Exercise:
In full and without alteration, write out the data below.

Information given:
══════════════════════════════
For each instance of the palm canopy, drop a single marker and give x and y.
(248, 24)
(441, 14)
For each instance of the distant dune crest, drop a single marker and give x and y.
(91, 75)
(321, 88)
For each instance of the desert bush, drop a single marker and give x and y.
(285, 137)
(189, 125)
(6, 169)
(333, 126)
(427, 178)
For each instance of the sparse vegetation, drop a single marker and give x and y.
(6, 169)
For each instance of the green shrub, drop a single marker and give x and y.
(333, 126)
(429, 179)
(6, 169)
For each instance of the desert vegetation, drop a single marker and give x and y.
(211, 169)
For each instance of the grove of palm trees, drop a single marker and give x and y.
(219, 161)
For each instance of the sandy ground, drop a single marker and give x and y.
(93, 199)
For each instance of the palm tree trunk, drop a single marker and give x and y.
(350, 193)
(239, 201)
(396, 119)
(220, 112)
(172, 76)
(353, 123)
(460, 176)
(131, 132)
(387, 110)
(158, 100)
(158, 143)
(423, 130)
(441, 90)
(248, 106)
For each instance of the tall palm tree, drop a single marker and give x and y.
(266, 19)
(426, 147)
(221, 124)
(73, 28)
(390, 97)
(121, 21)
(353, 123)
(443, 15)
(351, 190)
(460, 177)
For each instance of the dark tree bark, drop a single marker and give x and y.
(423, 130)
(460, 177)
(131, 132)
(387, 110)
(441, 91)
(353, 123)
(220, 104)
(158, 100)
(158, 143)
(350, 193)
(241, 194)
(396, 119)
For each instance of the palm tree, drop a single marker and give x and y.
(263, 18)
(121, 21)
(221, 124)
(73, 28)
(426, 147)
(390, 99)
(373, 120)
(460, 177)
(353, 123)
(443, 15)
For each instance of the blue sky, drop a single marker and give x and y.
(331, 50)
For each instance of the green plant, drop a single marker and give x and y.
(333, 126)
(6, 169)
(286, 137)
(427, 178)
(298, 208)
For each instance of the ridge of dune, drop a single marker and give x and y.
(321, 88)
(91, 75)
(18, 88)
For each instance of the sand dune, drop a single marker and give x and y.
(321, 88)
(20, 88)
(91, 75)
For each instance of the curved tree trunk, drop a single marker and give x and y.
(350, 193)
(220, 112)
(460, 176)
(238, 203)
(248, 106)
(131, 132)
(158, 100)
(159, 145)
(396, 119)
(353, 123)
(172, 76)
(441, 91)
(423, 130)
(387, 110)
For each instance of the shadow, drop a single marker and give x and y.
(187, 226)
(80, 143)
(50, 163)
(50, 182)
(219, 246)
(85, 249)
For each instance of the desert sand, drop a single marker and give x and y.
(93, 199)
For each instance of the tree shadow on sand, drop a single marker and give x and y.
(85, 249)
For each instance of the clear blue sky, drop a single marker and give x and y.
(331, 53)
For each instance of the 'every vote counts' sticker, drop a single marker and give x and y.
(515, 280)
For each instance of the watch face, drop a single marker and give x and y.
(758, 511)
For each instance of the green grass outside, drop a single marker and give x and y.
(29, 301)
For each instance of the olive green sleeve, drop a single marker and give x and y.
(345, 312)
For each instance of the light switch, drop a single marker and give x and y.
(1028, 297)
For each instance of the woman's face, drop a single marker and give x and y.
══════════════════════════════
Written answer:
For each instance of the palm canopy, drop a single marker and give x and y.
(248, 24)
(441, 14)
For each instance of the distant dune crest, drop a single marker and give x and y.
(91, 75)
(321, 88)
For each instance of the desert bush, drop a single marker and give x and y.
(285, 137)
(189, 125)
(6, 169)
(333, 126)
(427, 178)
For each instance of the sparse vegetation, drop a single marker and give x and y.
(6, 169)
For each instance of the green shrub, drop a single marker and give x and y.
(333, 126)
(429, 179)
(6, 169)
For each instance of the desert vegetation, drop a single marker and give x and y.
(211, 169)
For each instance of the grove of palm trees, drop a single marker and give x and y.
(219, 161)
For each instance of the sandy ground, drop a single marker and give x and y.
(93, 199)
For each instance of the palm tree trunk, drop a single marker and give x and y.
(350, 193)
(239, 201)
(396, 119)
(220, 112)
(172, 76)
(353, 123)
(460, 176)
(131, 132)
(387, 110)
(158, 100)
(158, 143)
(423, 130)
(441, 90)
(248, 106)
For each instance of the tall palm tree, drop a single marker and give x and y.
(266, 19)
(426, 147)
(221, 124)
(73, 28)
(390, 97)
(121, 21)
(353, 123)
(443, 15)
(351, 190)
(460, 177)
For each instance of the dark tree bark, drop a single marker and give x and y.
(423, 130)
(460, 177)
(131, 132)
(387, 110)
(441, 91)
(353, 123)
(220, 104)
(158, 100)
(158, 143)
(350, 193)
(241, 194)
(396, 119)
For each instance of the palm tree, drop a single marker and give x and y.
(263, 18)
(121, 21)
(221, 124)
(73, 28)
(426, 147)
(390, 99)
(373, 120)
(460, 177)
(353, 123)
(443, 15)
For each instance of the blue sky, drop a single marker and give x and y.
(331, 50)
For each instance of the green plant, drop a single marker and give x and y.
(333, 126)
(6, 169)
(286, 137)
(427, 178)
(298, 208)
For each instance of the ridge of dune, drop a single marker and give x and y.
(321, 88)
(91, 75)
(18, 88)
For each instance of the sand dune, drop a single marker and give x and y.
(321, 88)
(20, 88)
(91, 75)
For each instance of the curved tree trunk, drop a single marker and give x and y.
(350, 193)
(220, 112)
(460, 176)
(238, 203)
(248, 106)
(131, 132)
(158, 100)
(159, 145)
(396, 119)
(353, 123)
(172, 76)
(441, 91)
(423, 130)
(387, 110)
For each instance of the shadow, drop a single marker and give x and y.
(187, 226)
(80, 143)
(50, 163)
(50, 182)
(219, 246)
(85, 249)
For each instance of the desert sand, drop a single marker and give x and y.
(93, 199)
For each instance of the tree shadow on sand, drop a single marker and give x and y.
(85, 249)
For each instance of the clear blue sky, drop a single marker and give x and y.
(331, 53)
For each instance of the 'every vote counts' sticker, drop a single marker and give x and y.
(515, 280)
For each instance of the watch face, drop a single marker and give x and y.
(758, 511)
For each instance of the green grass outside, drop a single marker and give x and y.
(29, 301)
For each instance of the olive green sleeve, drop a single marker and give x and y.
(345, 312)
For each instance of the light switch, drop a single marker and give x and y.
(1028, 297)
For each instance of the woman's face, drop a single marker and give x and y.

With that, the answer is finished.